What to produce: Copy each of the entries below faithfully, setting aside any pictures.

Records for the exercise:
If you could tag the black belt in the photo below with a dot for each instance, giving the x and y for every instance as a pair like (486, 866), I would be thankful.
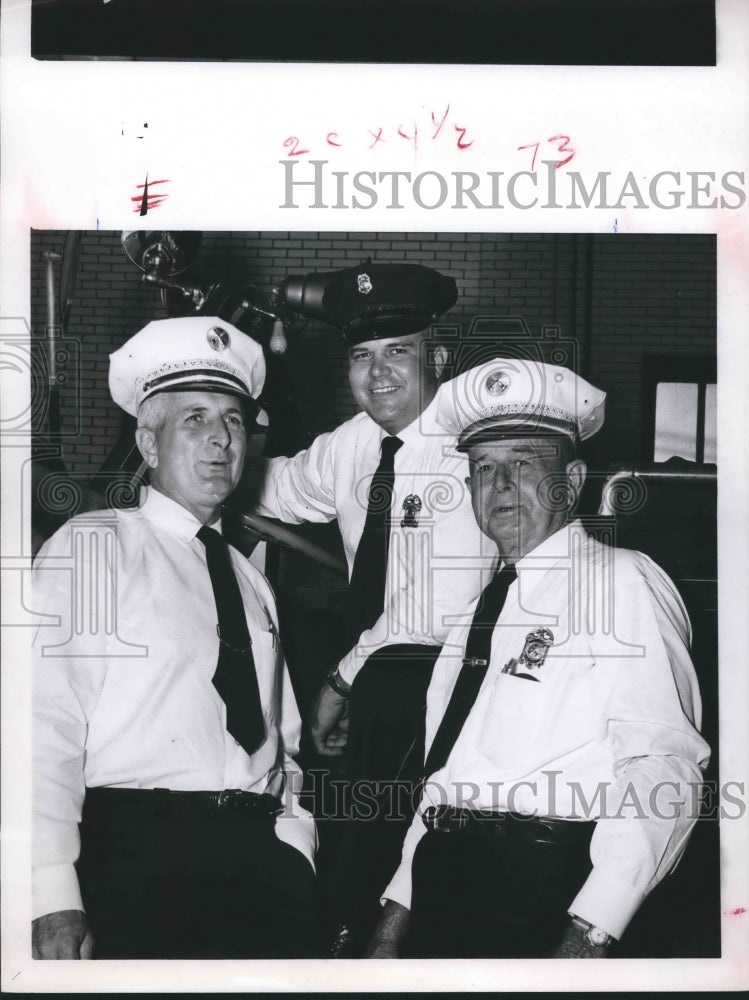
(536, 829)
(162, 800)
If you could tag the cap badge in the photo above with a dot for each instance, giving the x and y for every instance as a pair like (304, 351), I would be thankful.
(411, 507)
(497, 383)
(218, 338)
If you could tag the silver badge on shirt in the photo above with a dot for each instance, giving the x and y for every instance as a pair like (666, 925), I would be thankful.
(411, 507)
(533, 657)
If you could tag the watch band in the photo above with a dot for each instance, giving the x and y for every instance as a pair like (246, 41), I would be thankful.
(597, 937)
(337, 683)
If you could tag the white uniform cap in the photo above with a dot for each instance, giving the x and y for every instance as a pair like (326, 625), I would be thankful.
(189, 352)
(519, 398)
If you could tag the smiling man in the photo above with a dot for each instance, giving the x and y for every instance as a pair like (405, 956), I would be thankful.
(563, 755)
(393, 479)
(166, 820)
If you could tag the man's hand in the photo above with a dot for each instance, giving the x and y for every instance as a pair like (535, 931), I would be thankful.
(328, 722)
(62, 934)
(390, 931)
(575, 944)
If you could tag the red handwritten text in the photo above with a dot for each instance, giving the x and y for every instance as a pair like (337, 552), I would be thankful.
(413, 132)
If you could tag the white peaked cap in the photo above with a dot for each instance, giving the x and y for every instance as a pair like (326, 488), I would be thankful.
(189, 352)
(518, 397)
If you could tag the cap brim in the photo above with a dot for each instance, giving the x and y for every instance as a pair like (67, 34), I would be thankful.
(497, 430)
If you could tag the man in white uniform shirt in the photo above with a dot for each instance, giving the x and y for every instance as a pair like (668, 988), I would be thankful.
(398, 615)
(166, 820)
(563, 756)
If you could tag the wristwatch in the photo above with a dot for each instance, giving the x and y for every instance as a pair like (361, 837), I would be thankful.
(338, 684)
(597, 937)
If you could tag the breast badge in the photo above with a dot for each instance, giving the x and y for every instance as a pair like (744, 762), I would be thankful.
(537, 645)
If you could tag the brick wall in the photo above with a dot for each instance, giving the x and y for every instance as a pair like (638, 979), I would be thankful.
(619, 297)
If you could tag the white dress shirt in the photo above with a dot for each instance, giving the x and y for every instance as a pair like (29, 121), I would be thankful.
(611, 713)
(434, 568)
(124, 656)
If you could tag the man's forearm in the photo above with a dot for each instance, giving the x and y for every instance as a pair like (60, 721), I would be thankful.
(390, 932)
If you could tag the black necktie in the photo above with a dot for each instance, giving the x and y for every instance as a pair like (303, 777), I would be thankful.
(473, 671)
(366, 594)
(235, 678)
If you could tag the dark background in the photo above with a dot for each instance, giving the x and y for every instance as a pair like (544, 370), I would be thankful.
(558, 32)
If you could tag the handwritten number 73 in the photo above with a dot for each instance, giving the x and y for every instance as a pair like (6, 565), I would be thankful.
(561, 148)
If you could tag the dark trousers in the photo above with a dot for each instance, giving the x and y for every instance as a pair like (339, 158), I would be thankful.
(385, 758)
(491, 896)
(163, 884)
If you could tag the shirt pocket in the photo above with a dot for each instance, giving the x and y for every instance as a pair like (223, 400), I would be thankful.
(513, 723)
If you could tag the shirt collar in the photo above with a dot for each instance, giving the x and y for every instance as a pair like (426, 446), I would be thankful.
(170, 516)
(553, 548)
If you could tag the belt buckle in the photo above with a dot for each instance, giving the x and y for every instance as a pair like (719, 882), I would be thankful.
(448, 819)
(229, 798)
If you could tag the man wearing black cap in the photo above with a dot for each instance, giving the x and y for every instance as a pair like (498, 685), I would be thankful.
(563, 761)
(166, 817)
(393, 479)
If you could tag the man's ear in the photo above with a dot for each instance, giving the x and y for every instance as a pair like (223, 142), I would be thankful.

Result of the task:
If you could tag the black belt in the photo below with a dot for each instance, giving the x and y for every instance as a pair like (486, 866), I would be thankful.
(536, 829)
(162, 800)
If you could tag the cap badge in the photo above with a dot for each instance, giving the x and y for every instance as a pair like (304, 351), I would be thankful.
(411, 507)
(497, 383)
(218, 338)
If you could tag the silver badge on shirt in the photo above with a dot for each instance, giving the x and y for every instance as a pair like (666, 925), I would be thankful.
(411, 507)
(533, 657)
If you could tag the watch band in the photo above with a dot for each instance, giving the x and y for every instance as a pair like (246, 41), I would be thankful.
(597, 937)
(337, 683)
If you could tag the white uniform cap in the photo above with a dot for each instance, giving the x and y for every instance as a pair like (326, 625), I would be thankful.
(189, 352)
(519, 398)
If you could tag the smiling man in the photo above with a dot for each instance, giving the x and y for every instance as a pair like (405, 956), I would be thankful.
(563, 755)
(393, 479)
(166, 820)
If you could tag the man's hand in the photo above with a dot for each instance, giving the x and y for every instance as a pair like (535, 931), I would be thankful.
(328, 722)
(62, 934)
(390, 931)
(575, 944)
If you could tag the red handwritten text in the photo above with a dot for each instance, giving the x and y for every instance as a pair like (337, 552), I would be thankful.
(413, 132)
If you could tag the white peaked cap in the photo above with a dot for each instance, giving the x and y for every instance as a pair like (326, 488), I would be thankful.
(189, 352)
(518, 397)
If you could tag the cap brim in the photo above with a dot for each instance, giving the x and y for every instance as a pair like (67, 34), I would be thankful.
(497, 430)
If you could tag the man in white uniform shirt in the photo above with a dot for each instance, giving the x and y for every instance as a pair like (668, 988), I would be thankful.
(398, 615)
(166, 820)
(563, 756)
If you could tag the wristwatch in the photo above with a dot for each instance, giving the x and y for every instance as a pair like (361, 837), I would be thankful.
(338, 684)
(597, 937)
If you could tag the breast badge in the photo above with a dot for each instance, giving the x and y for every instance as a pair like (744, 762), I would be thankful.
(537, 645)
If you could tag the brick wall in the photo above with a dot for each instance, giving the x and y for every instance as a pair like (638, 979), I would be thankful.
(619, 297)
If you could tag the white dress shirt in the photo above with a dot for each instance, giving the x and y for every instance as a pair like (29, 121), I would be thankful.
(611, 713)
(434, 568)
(124, 656)
If you could tag the man's forearm in the photo above with a dot for each instance, giving the x and y for every instance as a pair like (60, 721), I would be thankful.
(390, 932)
If you could tag the black necktie in the photo above with a dot for each instance, giving the x and y for every instance as a pair like (303, 777), I would be thankful.
(473, 671)
(366, 594)
(235, 678)
If you could tag the dark background in the photo above with a dot for each instance, giving the x and y for every instance as a pair like (544, 370), I would be thankful.
(558, 32)
If you could tag the handwritten number 73 in the photo above with a dot for each instance, giving the x and y for every instance as a pair like (6, 565), I would be thankful.
(561, 148)
If you could tag the dark trousers in the photo above with a dot for each instance, giving the x and y for every instance as a pair like (339, 158), I would be thankful.
(385, 758)
(491, 896)
(163, 884)
If you could tag the shirt pocket in the photo above with a dot for each instance, giving the x and y for every instance as a pair like (223, 400), I would be thankful.
(513, 723)
If you could tag the shirt collar in the photo above with a dot for each instance, giving the x and y for every instance as a pair like (426, 446), I would be thankful.
(170, 516)
(553, 548)
If you could tag the belt buckle in the photo above with a dot for each instance, giving the x and y for every instance as a pair like (719, 882), I would be thankful.
(448, 819)
(229, 798)
If you could tag the man wearing black cap in the photo above with a dot for each instance, giving the x and y for every instance as a pair like (498, 685), I would be thankful.
(563, 761)
(166, 817)
(393, 479)
If you could tag the man's ear in the photo above with a dot for each instance, giving the x and y for every instance as a pair like (223, 142), I would be thankful.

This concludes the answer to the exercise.